• WHAT IS REQUIRED
Using the records below, count the lines containing "above" and give only the total.

(Beginning of RECORDS TO USE)

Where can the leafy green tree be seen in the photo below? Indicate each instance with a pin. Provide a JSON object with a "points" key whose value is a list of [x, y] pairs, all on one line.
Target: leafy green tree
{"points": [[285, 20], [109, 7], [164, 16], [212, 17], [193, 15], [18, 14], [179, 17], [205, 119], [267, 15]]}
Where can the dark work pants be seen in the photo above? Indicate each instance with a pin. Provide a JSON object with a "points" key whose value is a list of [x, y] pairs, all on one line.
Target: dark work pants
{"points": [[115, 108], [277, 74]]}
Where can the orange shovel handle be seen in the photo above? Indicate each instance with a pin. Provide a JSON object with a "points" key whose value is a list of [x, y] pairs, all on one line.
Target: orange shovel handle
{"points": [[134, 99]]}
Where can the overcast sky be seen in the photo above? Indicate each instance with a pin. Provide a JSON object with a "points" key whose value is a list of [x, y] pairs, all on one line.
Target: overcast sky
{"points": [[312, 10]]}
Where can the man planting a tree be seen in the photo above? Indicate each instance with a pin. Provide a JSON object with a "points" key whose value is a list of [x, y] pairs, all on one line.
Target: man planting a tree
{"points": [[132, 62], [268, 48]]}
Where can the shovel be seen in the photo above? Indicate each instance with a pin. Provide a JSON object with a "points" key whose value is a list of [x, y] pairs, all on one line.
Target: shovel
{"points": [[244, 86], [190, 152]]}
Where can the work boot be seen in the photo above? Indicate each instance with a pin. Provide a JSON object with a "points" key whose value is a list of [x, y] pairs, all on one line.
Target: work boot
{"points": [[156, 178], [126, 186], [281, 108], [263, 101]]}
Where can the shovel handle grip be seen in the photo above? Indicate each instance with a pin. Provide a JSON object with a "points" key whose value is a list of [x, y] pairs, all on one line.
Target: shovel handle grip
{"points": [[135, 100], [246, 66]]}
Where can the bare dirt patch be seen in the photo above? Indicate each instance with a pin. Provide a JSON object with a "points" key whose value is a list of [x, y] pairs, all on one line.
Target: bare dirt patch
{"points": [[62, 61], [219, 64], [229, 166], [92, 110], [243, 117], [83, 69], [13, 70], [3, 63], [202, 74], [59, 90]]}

(End of RECORDS TO USE)

• YOUR RESPONSE
8